CAPÍTULO  VII : EXAMEN  SOBRE LOS AFECTOS DE NUESTRA ALMA

         He  desarrollado así estos puntos, cuyo examen nos da a  conocer el progreso espiritual que hemos hecho, porque, en  cuanto al examen de los pecados, se hace con miras a las  confesiones de los que no pretenden adelantar.

          No  es menester, empero, ocuparse en cada uno de estos puntos  sino con tranquilidad, considerando el estado de nuestro corazón con respecto a los mismos, desde que hicimos  los propósitos, y examinando las faltas notables  cometidas contra ellos.

          Mas,  para abreviar, es necesario reducir el examen al  conocimiento de nuestras pasiones; y, si se nos hace pesado  el examen con los pormenores dichos, podemos hacerlo  considerando el estado de nuestra alma y la manera como nos  hemos conducido:

  En  nuestro amor a Dios, al prójimo y a nosotros mismos.

  En  nuestra aversión al pecado propio y al pecado  cometido por los demás, pues hemos de desear el  exterminio de ambos.

  En  nuestros deseos de bienes, de placeres y de honores.

----------------------------------------

EJERCICIOS PROPUESTOS →
[a] Según el fragmento sobre el examen de los afectos del alma, ¿a qué es necesario reducir el examen para abreviarlo?
[b] Prosiga el fragmento sobre el examen de los afectos del alma a partir de su última línea.
Las entradas no hacen falta para estas tareas.

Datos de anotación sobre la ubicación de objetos

----------------------------------------

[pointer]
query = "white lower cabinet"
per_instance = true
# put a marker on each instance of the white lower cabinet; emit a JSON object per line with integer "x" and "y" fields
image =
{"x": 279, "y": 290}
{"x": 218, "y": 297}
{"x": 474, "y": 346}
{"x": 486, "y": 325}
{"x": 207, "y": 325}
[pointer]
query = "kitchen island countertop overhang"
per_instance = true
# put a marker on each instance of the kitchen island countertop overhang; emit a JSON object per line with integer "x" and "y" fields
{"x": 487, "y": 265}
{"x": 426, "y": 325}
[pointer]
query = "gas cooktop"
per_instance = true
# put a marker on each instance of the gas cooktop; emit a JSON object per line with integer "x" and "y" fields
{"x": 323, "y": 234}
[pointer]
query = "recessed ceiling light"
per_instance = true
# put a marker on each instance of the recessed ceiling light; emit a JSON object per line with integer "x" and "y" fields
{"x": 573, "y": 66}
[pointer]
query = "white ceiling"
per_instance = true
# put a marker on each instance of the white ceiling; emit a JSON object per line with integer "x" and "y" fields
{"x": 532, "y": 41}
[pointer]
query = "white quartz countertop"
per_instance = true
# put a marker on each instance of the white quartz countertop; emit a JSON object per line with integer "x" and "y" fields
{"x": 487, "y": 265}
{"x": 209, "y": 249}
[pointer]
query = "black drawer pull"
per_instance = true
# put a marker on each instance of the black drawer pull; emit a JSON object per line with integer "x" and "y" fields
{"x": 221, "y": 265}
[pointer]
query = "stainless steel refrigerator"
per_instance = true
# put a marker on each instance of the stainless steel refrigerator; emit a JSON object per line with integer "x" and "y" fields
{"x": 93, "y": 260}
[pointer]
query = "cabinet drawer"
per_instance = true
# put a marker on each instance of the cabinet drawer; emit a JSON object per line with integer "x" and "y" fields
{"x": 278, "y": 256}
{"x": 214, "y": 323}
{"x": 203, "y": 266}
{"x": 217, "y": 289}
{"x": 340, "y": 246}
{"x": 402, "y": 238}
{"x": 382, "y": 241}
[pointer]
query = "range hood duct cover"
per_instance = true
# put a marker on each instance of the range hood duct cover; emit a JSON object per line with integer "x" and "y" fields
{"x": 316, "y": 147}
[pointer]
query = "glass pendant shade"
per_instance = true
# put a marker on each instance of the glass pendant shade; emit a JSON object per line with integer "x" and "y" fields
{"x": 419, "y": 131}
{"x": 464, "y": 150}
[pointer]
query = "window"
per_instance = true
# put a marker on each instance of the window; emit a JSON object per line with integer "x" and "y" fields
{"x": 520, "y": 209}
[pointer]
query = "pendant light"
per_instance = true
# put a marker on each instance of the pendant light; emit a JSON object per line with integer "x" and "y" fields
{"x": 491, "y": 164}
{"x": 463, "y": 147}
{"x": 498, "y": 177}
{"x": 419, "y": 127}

----------------------------------------

RESULTADOS FINALES →
[a] Al conocimiento de nuestras pasiones.

[b]
  En  el temor de los peligros de pecar, y de perder los bienes de  este mundo: tememos demasiado esto y muy poco aquello.

  En  la esperanza, que, tal vez, tenemos demasiado puesta en el  mundo y en las criaturas, y muy poco en Dios y en las cosas eternas.

  En  la tristeza, si es excesiva por cosas vanas.

  En  el gozo, si es excesivo y por cosas indignas.

  Finalmente,  ¿qué afectos tienen atado nuestro  corazón? ¿Qué pasiones le dominan?  ¿Qué cosas principalmente le alteran? Porque por  las pasiones del alma conocemos su estado,  pulsándolas unas tras otras. Así como el que  toca el laúd, que pulsando todas las cuerdas descubre  cuáles están desentonadas, y las afina,  tirando y aflojando, así, después de haber  pulsado el odio, el deseo, la esperanza, la tristeza y el  gozo de nuestra alma, si encontramos estas pasiones fuera de  tono para la pieza que queremos tocar, que es la gloria de  Dios, podemos afinarlas, mediante su gracia y el consejo de  nuestro padre espiritual.

 

  

CAPÍTULO  VIII : AFECTOS QUE  ES MENESTER EXCITAR DESPUÉS DEL  EXAMEN

         Después  de haber considerado tranquilamente cada punto del examen, y  visto en qué estado te encuentras, pasarás a  los afectos de la manera siguiente:

          Da  gracias a Dios de tal o cual enmienda que hayas advertido en  tu vida desde tu resolución, y reconoce que ha sido únicamente su misericordia la que lo ha hecho en ti y  por ti.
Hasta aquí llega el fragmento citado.